▸ Extrait du document:
· · · · · · ·

Il faut avouer qu’Agricola concevait ses idées avec si peu de netteté et qu’il variait si souvent dans sa doctrine qu’on a pu lui imputer des opinions contradictoires. C’était donner beau jeu à Luther qui, en 1538, publia contre son adversaire cinq dissertations passablement véhémentes. On a accusé Luther d’avoir calomnié Agricola ; à tout le moins, il présente d’une manière inexacte et excessive la doctrine de ce théologien, tout en modifiant lui-même sa théorie primitive, par un effet naturel de la polémique. C’est lui qui a donné à la thèse d’Agricola le nom d’antinomisme qui lui est resté.

Luther ne pouvait ni réfuter solidement, ni détromper Agricola, puisqu’ils admettaient tous deux les mêmes principes sur la justification et qu’en fin de compte, Agricola ne faisait qu’en tirer les conséquences extrêmes. Agricola, tout en paraissant céder et se rétracter, revenait toujours à ses conclusions.

La menace du bras séculier ne manqua pas à Luther. On supprima les écrits d’Agricola ; l’électeur de Saxe parla de le priver de sa liberté ; Agricola se réfugia à Berlin et publia, sur les conseils de l’électeur, une rétractation à peu près telle que Luther l’exigeait de lui. Mais Luther demeura implacable, . et de son côté Agricola n’oublia jamais sa rancune contre Luther et Mélanchthon. En 1548, l’influence d’Agricola se fit sentir dans la rédaction de l’intérim d’Augsbourg où il insinua sa doctrine sur la pénitence. Vers le même temps recommença, à propos des œuvres, la controverse antinomiste qui se mêla dès lors à la controverse synergistique. Dans l’intérim de Leipzig, Mélanchthon admit une coopération de l’homme à l’action divine. Agricola remit en avant sa thèse favorite de l’abrogation de la loi et soutint qu’il ne fallait plus parler d’œuvres ou qu’on devait renoncer à l’Évangile. En 1559, Mélanchthon ayant répondu au Livre de Réfutation « que les bonnes œuvres sont nécessaires au salut, qu’une nouvelle obéissance est nécessaire et due, que ces principes doivent être maintenus contre les antinomes », Agricola invita, du haut de la chaire, le peuple de Berlin à demander à Dieu la confusion de Mélanchthon : « Priez contre le bel archange diabolique des temps nouveaux qui revient maintenant parmi nous et veut imposer les bonnes œuvres aux justes, afin de nous faire perdre encore une fois le Christ et son Évangile. » Lorsque, l’année suivante, Mélanchthon mourut, Agricola n’hésita pas à le déclarer damné s’il n’avait pas changé de sentiment avant de mourir ; et il excommunia publiquement le prévôt de Berlin, Georges Bucholzer, resté fidèle à Mélanchthon. S’appuyant lui aussi sur le bras séculier, il lui fit faire de terribles menaces par l’électeur de Brandebourg dont il était, nous l’avons dit, devenu l’instrument.

· · · · · · ·

▸ Liste des données:
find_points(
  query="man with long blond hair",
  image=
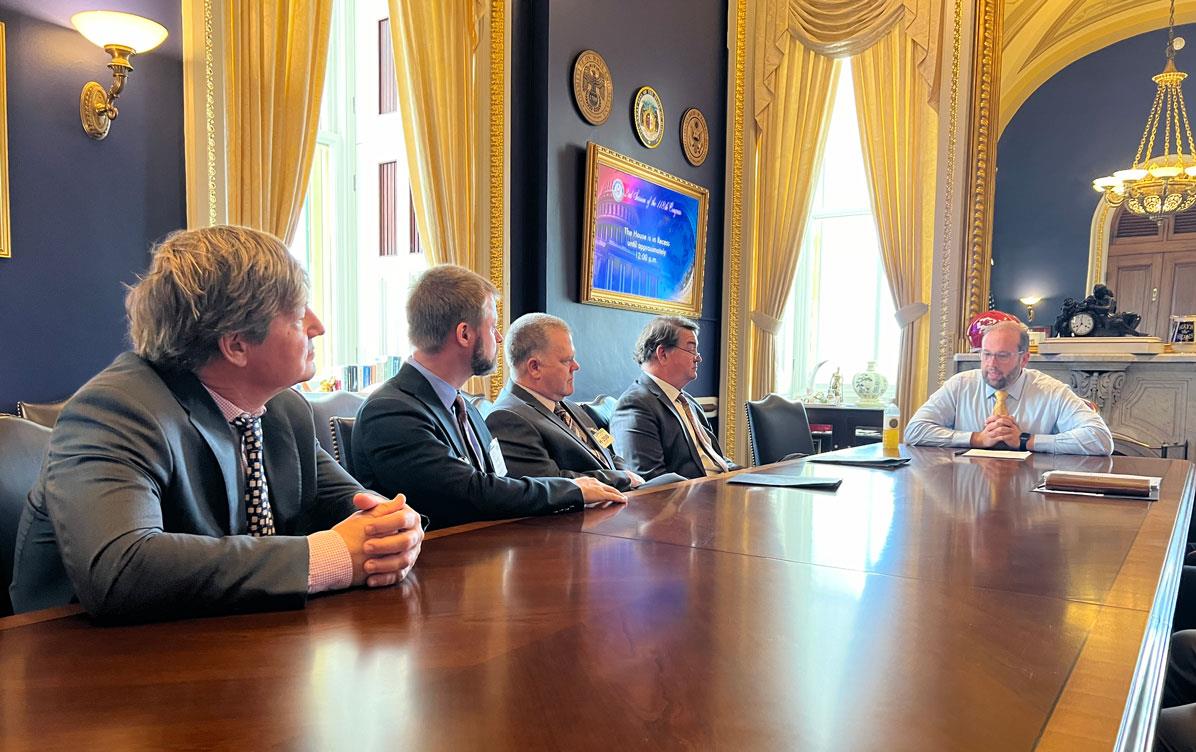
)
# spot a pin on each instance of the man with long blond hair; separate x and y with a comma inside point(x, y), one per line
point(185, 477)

· · · · · · ·

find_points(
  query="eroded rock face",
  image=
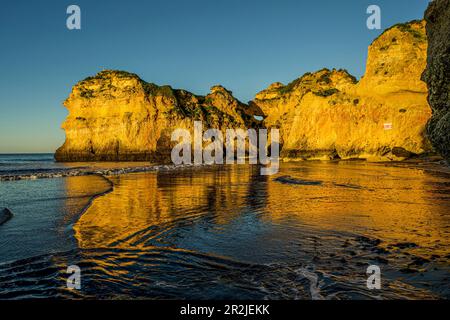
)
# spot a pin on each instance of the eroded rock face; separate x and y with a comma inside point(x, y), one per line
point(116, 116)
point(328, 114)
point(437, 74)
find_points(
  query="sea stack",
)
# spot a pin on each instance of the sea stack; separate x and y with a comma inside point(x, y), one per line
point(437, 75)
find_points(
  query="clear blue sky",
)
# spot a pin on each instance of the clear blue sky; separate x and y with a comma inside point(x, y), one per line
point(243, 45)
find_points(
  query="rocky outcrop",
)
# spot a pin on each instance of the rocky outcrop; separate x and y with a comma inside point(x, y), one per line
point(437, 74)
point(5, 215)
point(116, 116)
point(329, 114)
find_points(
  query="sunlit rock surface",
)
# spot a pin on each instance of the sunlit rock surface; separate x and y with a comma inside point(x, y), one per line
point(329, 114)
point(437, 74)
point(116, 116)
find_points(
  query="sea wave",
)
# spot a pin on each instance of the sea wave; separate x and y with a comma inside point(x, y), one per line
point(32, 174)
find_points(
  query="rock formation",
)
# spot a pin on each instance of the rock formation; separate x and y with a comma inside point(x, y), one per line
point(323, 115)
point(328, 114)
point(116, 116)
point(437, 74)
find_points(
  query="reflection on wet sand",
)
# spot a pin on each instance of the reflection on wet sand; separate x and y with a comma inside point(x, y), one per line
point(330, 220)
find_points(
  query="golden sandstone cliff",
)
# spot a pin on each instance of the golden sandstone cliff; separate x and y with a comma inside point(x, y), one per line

· · · · · · ·

▸ Demande écrite 1:
Répondez à ces questions sur l'extrait consacré à Agricola et Luther :
(a) En quelle année Luther publia-t-il ses cinq dissertations contre Agricola ?
(b) Dans quelle ville Agricola se réfugia-t-il ?
(c) Qui Agricola excommunia-t-il publiquement ?
▸ Demande écrite 2:
Poursuivez l'extrait sur la querelle entre Agricola et Luther à partir de sa dernière phrase.

▸ Résultat 1:
(a) En 1538.
(b) À Berlin.
(c) Le prévôt de Berlin, Georges Bucholzer.

▸ Résultat 2:
II. Agricola et la politique religieuse de l’électeur de Brandebourg. — En 1540, Joachim II imposa à l’électorat de Brandebourg un nouveau règlement ecclésiastique. Ce règlement maintenait, autant que la chose était possible, « les cérémonies et bonnes coutumes du passé, » même la « messe latine », les ornements sacerdotaux, l’élévation de l’hostie et du calice, ainsi que beaucoup de fêtes de saints, et en particulier celles de « la très sainte et bénie Mère de Dieu », les jeûnes,

abstinences, processions, etc. Jean Agricola, chapelain de Joachim et prédicateur de la cathédrale, se prêta au maintien de ces cérémonies et de ces usages. Luther, tout en reconnaissant qu’il fallait en passer par la volonté de l’électeur, incrimina fortement la conduite d’Agricola qu’il traita « d’histrion et de paillasse ». Agricola n’en continua pas moins à travailler en faveur de l’absolutisme politique et religieux de son protecteur : on l’accusa de cupidité, on le dit même acheté par les juifs ; il semble plutôt avoir agi par ambition, par vanité et aussi par une certaine reconnaissance envers Joachim. En 1547, il célébra la victoire de Mùhlberg par un service d’actions de grâce et loua Dieu d’avoir livré l’ennemi à Sa Majesté Impériale. En 1548, il travailla, d’accord avec l’électeur, à faire accepter l’intérim d’Augsbourg ; on l’accusa encore d’avoir été payé par l’empereur ; il est certain qu’il reçut à cette occasion de belles promesses et de riches présents, mais il était de bonne foi en affirmant que l’intérim porterait d’heureux fruits pour toute l’Allemagne.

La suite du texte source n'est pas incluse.